- [Problem requirements]: Pull out every line of the records below that contains the string "target" and copy each of those lines in full. Only exact matches count, so "Twig" would not match "twig".

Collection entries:
>> START
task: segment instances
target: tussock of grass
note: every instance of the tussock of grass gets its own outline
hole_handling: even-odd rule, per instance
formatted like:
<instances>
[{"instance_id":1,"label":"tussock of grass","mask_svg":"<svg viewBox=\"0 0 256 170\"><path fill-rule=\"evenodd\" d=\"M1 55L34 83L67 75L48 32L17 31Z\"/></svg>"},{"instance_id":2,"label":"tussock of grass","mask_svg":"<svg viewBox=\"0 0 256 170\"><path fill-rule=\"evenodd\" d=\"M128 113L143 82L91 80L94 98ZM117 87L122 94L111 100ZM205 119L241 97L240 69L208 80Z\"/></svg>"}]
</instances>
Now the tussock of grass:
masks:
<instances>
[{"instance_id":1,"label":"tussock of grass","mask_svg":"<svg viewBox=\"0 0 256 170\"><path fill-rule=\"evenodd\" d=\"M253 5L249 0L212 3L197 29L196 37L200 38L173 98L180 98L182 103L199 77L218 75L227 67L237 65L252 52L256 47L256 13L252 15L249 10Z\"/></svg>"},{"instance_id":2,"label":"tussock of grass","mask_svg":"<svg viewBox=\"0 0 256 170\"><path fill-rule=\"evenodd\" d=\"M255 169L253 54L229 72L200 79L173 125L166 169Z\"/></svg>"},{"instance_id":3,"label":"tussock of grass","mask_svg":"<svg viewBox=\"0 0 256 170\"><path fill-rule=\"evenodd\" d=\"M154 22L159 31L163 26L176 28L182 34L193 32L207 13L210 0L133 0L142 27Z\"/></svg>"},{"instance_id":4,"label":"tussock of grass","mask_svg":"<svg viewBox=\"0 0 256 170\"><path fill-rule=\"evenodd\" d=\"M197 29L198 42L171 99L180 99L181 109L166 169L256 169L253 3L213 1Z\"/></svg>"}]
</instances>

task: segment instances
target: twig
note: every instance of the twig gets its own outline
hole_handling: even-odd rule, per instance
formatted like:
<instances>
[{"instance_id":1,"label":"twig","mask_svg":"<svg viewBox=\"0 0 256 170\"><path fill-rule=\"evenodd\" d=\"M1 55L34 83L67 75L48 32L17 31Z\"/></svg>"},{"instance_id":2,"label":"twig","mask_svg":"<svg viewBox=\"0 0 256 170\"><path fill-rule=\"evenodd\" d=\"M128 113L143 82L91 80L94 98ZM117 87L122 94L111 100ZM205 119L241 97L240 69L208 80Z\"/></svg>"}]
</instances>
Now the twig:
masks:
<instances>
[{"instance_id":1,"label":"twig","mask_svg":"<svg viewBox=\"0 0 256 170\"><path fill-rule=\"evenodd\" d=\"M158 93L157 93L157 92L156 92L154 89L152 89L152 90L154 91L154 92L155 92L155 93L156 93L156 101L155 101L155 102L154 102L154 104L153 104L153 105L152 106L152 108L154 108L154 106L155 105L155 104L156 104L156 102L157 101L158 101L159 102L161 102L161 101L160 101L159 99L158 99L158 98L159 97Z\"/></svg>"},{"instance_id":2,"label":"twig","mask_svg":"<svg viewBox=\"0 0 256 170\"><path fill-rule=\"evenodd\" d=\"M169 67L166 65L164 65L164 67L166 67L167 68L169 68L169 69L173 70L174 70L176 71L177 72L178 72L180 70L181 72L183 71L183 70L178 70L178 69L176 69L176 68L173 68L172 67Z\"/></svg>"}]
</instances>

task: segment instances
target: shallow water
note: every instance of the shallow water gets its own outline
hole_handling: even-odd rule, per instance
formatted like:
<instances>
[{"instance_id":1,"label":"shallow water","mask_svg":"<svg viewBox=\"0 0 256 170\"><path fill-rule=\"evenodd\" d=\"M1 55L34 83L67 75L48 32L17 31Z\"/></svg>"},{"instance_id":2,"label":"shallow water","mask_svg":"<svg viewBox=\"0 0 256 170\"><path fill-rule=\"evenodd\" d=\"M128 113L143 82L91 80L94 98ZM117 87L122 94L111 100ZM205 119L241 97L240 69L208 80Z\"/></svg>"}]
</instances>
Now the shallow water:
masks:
>> END
- [Solution below]:
target: tussock of grass
target: twig
target: shallow water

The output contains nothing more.